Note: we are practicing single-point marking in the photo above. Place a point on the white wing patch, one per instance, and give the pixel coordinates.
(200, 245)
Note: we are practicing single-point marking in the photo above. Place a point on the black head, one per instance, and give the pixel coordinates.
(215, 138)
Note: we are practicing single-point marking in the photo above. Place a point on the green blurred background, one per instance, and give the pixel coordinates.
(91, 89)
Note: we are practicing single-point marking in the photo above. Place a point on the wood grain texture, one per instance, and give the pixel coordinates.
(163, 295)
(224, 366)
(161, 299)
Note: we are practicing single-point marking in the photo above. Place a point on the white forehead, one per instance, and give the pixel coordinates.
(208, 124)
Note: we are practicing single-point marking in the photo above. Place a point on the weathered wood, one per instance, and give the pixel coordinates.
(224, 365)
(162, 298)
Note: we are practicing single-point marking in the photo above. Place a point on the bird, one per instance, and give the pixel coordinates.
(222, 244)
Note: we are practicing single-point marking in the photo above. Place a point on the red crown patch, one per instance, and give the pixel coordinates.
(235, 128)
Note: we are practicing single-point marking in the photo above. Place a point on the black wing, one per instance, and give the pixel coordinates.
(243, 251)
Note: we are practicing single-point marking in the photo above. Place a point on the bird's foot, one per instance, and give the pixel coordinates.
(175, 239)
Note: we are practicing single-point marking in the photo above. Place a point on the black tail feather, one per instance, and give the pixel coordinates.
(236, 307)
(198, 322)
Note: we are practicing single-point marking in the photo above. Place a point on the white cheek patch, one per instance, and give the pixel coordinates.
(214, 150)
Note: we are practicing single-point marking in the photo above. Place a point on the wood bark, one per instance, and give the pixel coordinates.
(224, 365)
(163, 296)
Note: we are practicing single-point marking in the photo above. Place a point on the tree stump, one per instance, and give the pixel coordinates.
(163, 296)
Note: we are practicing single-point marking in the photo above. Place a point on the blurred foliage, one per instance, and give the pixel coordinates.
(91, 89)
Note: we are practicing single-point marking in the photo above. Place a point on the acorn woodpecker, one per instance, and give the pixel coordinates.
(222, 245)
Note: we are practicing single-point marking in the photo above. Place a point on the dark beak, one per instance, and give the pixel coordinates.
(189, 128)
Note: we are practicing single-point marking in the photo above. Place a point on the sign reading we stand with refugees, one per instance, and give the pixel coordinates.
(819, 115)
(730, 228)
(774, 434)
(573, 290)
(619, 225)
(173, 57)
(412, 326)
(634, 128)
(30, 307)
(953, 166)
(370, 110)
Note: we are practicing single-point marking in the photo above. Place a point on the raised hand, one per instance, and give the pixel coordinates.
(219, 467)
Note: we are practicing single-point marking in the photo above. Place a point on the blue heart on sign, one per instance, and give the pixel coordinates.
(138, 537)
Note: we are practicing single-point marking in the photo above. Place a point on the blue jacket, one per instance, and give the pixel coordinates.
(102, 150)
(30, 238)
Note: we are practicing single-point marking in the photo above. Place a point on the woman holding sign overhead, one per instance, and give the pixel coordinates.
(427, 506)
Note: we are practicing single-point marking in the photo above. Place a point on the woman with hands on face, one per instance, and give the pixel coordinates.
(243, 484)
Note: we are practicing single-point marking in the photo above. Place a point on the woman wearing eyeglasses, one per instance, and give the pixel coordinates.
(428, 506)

◆ WORK INSTRUCTION
Your answer must be the records themselves, output again exactly.

◆ RESULT FOR THIS EXERCISE
Note: we are practicing single-point marking in the photo above. Place a point on the white wing patch, one per instance, and give the pixel coordinates.
(200, 245)
Note: we are practicing single-point marking in the photo above. Place a point on the black head, one per instance, and give the pixel coordinates.
(215, 138)
Note: we are practicing single-point marking in the photo above. Place a point on the green blurred background, one per instance, and give the pixel coordinates.
(91, 89)
Note: we are practicing single-point marking in the photo above. Place a point on the wood grain texture, one per instance, and give the pixel coordinates.
(163, 295)
(224, 366)
(161, 299)
Note: we are practicing single-point marking in the photo above. Place a point on the white forehead, one per instance, and give the pixel coordinates.
(208, 124)
Note: we are practicing single-point marking in the photo above. Place a point on the weathered wood, one per instance, and give the pixel coordinates.
(224, 365)
(162, 298)
Note: we are practicing single-point marking in the photo above. Place a point on the bird, one per instance, and give the pixel coordinates.
(222, 244)
Note: we are practicing single-point marking in the photo above. Place a point on the red crown patch, one per instance, and give the pixel coordinates.
(235, 128)
Note: we are practicing single-point marking in the photo above. Place a point on the black wing, one per instance, and give the pixel coordinates.
(243, 251)
Note: we are practicing single-point marking in the photo above. Place a point on the bird's foot, one per instance, and give the pixel coordinates.
(175, 239)
Note: we are practicing single-point marking in the photo above. Place a point on the black tail feather, one per instance, and give the pixel coordinates.
(236, 307)
(198, 322)
Note: we are practicing single-point marking in the photo above. Place a point on the white cheek patch, one per instance, and give the pixel coordinates.
(214, 150)
Note: we are practicing single-point marking in the photo above. Place a point on the wood bark, one per instance, and give the pixel coordinates.
(224, 365)
(163, 296)
Note: we are practicing single-point marking in the photo above. Place a point on the tree stump, one per instance, and give the pixel coordinates.
(163, 296)
Note: we are practicing single-point marking in the photo above. Place a point on the blurred foliage, one per instance, and give the pixel coordinates.
(91, 89)
Note: we are practicing single-point marking in the photo above. Place a point on the acorn woodpecker, one per instance, and give the pixel coordinates.
(222, 245)
Note: we are practicing single-point marking in the photo above. Place a point on the dark beak, one per instance, and give the pixel coordinates.
(189, 128)
Note: we are practicing single-point marking in the photo above. Place a point on the sign reading we stand with refugees, one per instance, and give the pixel coordinates.
(819, 115)
(730, 228)
(774, 434)
(573, 290)
(619, 225)
(173, 57)
(412, 326)
(634, 128)
(30, 307)
(953, 166)
(370, 110)
Note: we are practicing single-point marking in the photo above. Place a point on the raised hand, one per instance, and give the pixel coordinates.
(219, 467)
Note: we are practicing single-point marking in the photo above. Place a point on the blue heart on sign, one per instance, and give the pixel coordinates.
(138, 537)
Note: we are practicing single-point marking in the photo above. Place a point on the blue jacket, one per instance, and give the pixel coordinates.
(102, 150)
(30, 238)
Note: we are practicing single-point marking in the photo above. Place a point on the woman holding sign overhead, one per instance, and give the pixel coordinates.
(427, 506)
Note: we are practicing single-point marking in the photo above. Place a point on the woman with hands on face, one per instance, and give the pixel coordinates.
(243, 484)
Note: we are practicing single-point marking in the photo above. Place a point on the woman wearing eyeglasses, one per instance, and give the pixel coordinates.
(428, 506)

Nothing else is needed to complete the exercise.